**Source text**
Irises in the Garden, Practical Gardening Series


Irises have been a favorite perennial since childhood. They began my gardening and were there when I retired from working the grounds at St. Francis Retreat Center.

Over the years I have come to love the wide assortment of Iris germanica. From the earliest blooming dwarfs  to the big boys late in the season. Bearded Irises are long lived, sturdy, fairly drought tolerant and easy to grow, requiring little maintenance. Usually planted in late spring or early summer, they prefer full sun (6-8 hours) but will tolerate light shade; too much shade and they will not bloom. Grow in well drained garden soil. They will falter in heavy clay, an area that remains wet, or when the rhizomes are covered with mulch.

Irises grow from thick fleshy rhizomes that must be partially exposed to the sun. One end of the rhizome has the leaves and it is from this end that they spread. When planting, face this end into the garden to prevent its growing into edging or other areas.

When planting a bare-root rhizome the division end must be dried over to prevent bacterial rot. Dig a shallow donut-like trench with a mound in the middle. Place the rhizome on the top of the mound so that 1/3 of the rhizome will be above soil level and exposed to the sun. Spread the thick roots inside the trench and back-fill with soil.

If you buy Irises from a greenhouse make sure they are properly potted with 1/3 of the rhizome exposed. Plant the same as any other potted flower making sure the rhizome is slightly above the rest of the garden soil. Because Irises have thick roots, don’t be surprised if the potting mix falls away when you remove the plant.

**Prompt**
Pick up the iris gardening text at the point where it stops. The records that come next have nothing to do with the iris gardening text.

**Extracted data**
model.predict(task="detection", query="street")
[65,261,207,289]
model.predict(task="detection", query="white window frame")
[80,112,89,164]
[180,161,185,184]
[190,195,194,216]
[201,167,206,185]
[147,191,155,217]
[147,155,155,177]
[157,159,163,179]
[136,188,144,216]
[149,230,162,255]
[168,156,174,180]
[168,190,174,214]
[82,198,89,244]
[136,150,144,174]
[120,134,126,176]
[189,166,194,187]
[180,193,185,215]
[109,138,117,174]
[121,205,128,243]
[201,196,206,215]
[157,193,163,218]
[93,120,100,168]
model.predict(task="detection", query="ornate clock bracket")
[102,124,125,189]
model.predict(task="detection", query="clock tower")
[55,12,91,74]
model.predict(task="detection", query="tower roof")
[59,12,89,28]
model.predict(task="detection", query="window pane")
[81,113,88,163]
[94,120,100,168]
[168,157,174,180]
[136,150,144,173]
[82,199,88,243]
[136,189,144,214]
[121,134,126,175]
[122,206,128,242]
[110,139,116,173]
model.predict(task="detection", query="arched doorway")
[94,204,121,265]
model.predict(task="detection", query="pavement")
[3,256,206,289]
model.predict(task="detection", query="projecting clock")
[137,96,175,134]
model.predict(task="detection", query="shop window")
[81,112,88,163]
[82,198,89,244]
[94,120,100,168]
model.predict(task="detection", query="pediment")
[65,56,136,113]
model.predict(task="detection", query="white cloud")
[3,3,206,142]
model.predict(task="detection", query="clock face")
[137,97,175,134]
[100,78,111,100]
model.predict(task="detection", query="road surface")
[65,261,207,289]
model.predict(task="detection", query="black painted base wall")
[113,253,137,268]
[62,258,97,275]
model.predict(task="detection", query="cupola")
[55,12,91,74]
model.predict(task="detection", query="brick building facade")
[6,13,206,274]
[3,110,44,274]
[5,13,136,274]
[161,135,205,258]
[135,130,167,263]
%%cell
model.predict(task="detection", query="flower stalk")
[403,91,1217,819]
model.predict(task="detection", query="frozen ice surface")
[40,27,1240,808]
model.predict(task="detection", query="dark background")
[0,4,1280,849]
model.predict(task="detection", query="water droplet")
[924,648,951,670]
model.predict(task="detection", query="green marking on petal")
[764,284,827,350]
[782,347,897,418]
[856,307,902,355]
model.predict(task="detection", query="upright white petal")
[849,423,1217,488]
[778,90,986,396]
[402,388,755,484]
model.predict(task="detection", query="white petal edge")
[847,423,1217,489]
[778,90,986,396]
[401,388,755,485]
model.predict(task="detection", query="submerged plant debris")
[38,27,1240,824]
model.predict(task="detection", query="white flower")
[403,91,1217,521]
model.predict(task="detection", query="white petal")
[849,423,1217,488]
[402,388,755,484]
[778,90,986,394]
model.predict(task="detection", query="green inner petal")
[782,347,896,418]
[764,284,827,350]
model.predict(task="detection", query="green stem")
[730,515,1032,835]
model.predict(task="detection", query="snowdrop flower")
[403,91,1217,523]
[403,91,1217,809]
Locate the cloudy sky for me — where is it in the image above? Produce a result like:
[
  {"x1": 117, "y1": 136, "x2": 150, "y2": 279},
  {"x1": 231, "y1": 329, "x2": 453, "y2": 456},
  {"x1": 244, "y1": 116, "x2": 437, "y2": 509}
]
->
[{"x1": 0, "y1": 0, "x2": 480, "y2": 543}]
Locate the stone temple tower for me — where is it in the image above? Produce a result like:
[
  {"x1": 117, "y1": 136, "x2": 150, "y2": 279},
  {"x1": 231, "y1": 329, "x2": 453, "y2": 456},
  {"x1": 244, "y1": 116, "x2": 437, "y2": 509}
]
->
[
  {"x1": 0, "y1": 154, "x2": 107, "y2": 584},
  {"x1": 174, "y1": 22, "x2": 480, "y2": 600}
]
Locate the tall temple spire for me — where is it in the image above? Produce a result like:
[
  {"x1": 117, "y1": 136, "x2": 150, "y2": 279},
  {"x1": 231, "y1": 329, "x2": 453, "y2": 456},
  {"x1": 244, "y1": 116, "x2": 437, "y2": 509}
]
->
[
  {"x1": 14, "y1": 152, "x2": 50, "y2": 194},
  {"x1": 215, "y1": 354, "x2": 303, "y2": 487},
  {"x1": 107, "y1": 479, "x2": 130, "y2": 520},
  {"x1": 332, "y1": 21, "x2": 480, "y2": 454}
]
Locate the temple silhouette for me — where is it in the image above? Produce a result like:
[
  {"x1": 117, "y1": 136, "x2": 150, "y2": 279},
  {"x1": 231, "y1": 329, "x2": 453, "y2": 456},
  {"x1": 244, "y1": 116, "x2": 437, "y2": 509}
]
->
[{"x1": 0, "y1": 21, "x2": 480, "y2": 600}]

**Response area**
To encourage a nice set of blooms, keep the soil moist but not wet just prior to flowering. To encourage Reblooming Iris to re-flower they should be watered as needed throughout the growing season. The rebloomers do much better in a garden that is watered regularly whereas single season bloomers are excellent in dryer areas.

Deadhead flowers singly from the main stalk, removing the spent flowering stalk by cutting it a couple of inches above the rhizome. In the fall cut the leaves back to 6-8” in an inverted-V.

There are very few pest and disease issues with this sturdy perennial. Bacterial soft rot, crown rot, fungal leaf spots, and Iris borer may occasionally become problematic. To reduce the occurrence of leaf spots and borers, remove and destroy any old leaves, stems, and plant debris. With bacterial and crown rots, remove all infected plant parts (do not compost) to avoid the spread of these diseases.

After 4-5 years divide the Irises. This is usually done 4-6 weeks after flowering. Cut leaves down to one-third their length, dig up the clump and remove soil by sloshing in a bucket of water. Snap or cut the rhizomes apart so each section has at least one healthy fan of leaves, a firm rhizome and white roots. Allow the cut end of rhizome to dry for 48 hours before replanting.

With very little care Bearded Iris will live on for generations.